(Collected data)
———
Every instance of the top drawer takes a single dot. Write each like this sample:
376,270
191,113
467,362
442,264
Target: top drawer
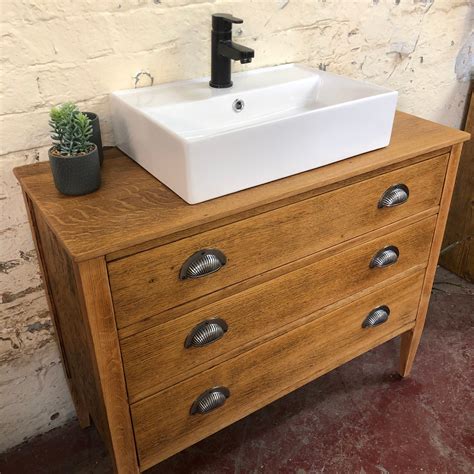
———
### [The problem]
Turn every line of the rows above into a numbered list, skipping any blank lines. Leave the pictures out of your answer.

### [Written solution]
1. Every instance of the top drawer takes a single dot. Write each like this sample:
2. 376,270
3. 191,113
4. 467,362
5. 442,264
6. Target: top drawer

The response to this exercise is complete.